## TASK DETAILS
Locate every line of the material below that contains the string "mascot" and copy each such line in full. Matching is case-sensitive.

## PROVIDED RECORDS

--- start ---

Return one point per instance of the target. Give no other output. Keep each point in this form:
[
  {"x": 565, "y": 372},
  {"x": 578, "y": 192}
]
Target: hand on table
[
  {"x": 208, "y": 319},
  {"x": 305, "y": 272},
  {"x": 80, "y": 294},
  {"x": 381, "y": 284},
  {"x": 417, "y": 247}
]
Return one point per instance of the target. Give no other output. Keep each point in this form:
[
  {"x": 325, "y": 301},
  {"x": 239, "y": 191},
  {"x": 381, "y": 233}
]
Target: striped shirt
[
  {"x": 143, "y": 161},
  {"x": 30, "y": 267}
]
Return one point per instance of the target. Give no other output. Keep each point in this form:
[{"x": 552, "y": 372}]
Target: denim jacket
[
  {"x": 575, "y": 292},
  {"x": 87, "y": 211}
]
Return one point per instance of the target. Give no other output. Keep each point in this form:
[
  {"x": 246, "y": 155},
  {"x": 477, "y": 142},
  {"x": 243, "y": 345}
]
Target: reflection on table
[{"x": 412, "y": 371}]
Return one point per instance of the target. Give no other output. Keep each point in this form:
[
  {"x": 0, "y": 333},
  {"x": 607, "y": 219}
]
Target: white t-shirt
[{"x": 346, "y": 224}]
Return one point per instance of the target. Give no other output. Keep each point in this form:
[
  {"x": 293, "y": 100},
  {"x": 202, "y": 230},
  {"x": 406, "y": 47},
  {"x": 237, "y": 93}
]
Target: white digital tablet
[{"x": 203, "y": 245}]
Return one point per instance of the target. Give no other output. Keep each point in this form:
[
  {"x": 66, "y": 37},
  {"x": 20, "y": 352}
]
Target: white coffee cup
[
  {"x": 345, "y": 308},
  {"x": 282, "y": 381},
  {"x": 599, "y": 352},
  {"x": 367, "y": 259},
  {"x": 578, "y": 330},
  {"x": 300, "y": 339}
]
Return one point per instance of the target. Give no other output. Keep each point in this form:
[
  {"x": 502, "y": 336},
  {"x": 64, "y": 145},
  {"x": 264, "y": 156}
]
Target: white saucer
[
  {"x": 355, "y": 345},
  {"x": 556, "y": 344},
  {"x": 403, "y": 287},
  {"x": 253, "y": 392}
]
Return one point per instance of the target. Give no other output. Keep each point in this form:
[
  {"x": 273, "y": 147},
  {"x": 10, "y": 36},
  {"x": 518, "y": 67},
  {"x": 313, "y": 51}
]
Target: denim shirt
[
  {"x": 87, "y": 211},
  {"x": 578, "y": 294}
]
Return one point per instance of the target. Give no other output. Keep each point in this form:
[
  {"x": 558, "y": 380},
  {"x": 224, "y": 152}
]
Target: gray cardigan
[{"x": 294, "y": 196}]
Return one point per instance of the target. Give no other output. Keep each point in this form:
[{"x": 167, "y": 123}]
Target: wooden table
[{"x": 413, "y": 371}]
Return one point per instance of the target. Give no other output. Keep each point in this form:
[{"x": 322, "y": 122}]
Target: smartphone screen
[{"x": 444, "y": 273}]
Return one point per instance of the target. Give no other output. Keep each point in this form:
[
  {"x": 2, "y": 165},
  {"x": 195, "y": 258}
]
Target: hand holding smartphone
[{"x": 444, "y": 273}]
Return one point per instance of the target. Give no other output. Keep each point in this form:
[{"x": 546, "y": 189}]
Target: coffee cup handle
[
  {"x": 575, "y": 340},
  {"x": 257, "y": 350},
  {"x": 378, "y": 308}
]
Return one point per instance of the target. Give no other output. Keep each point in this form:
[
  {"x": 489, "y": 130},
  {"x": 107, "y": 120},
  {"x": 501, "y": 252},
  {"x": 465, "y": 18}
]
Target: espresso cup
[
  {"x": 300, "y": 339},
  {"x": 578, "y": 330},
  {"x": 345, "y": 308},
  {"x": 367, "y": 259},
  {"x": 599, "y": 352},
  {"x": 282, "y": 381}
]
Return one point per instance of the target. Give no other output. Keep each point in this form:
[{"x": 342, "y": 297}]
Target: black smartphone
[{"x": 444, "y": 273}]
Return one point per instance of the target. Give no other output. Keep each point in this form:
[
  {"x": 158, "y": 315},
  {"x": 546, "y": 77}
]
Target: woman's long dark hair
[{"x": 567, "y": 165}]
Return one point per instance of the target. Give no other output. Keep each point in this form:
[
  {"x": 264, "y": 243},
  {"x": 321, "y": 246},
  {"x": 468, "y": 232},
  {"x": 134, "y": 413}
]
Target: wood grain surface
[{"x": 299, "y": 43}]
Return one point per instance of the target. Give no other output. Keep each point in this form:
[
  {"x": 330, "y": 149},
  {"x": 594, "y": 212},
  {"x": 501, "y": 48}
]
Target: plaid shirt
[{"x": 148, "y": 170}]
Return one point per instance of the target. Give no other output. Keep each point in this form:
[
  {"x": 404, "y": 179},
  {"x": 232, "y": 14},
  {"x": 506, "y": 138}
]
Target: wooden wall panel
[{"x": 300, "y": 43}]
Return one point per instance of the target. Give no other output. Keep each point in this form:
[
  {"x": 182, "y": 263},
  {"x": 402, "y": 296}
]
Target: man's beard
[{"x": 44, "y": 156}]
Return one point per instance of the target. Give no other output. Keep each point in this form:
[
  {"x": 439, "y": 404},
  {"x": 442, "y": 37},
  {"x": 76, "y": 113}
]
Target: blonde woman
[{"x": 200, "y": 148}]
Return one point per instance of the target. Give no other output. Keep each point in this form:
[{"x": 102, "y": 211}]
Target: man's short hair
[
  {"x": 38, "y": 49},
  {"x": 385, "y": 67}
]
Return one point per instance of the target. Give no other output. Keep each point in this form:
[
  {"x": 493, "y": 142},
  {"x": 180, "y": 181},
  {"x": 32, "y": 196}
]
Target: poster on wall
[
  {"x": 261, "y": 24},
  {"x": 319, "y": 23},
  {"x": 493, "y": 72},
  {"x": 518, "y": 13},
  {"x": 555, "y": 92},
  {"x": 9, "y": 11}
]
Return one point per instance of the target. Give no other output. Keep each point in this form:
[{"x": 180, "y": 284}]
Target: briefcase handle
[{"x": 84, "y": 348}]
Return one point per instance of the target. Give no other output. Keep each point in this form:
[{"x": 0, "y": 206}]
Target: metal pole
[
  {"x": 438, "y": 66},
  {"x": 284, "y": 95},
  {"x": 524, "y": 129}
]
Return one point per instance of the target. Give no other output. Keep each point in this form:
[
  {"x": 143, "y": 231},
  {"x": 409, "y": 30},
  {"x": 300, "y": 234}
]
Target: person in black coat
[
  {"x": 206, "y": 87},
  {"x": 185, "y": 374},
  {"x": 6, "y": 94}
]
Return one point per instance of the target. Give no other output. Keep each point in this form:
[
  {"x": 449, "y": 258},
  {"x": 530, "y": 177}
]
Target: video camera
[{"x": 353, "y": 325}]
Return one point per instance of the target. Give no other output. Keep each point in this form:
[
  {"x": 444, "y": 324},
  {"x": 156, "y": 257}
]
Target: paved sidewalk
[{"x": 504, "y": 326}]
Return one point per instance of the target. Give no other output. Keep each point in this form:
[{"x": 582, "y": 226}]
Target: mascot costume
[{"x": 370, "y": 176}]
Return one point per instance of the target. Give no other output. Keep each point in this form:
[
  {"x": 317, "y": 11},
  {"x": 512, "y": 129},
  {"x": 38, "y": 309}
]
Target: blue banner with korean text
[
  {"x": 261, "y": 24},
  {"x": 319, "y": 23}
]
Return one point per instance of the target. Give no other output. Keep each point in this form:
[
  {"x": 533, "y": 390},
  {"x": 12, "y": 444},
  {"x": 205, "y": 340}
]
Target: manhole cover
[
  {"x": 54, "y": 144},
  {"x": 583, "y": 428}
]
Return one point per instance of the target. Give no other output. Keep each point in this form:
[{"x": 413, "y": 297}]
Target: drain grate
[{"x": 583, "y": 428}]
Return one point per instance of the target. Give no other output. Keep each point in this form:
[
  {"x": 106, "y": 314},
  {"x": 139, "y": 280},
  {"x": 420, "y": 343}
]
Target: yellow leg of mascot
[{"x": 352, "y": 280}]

--- end ---

## ANSWER TO THIS PROBLEM
Target: mascot costume
Target: yellow leg of mascot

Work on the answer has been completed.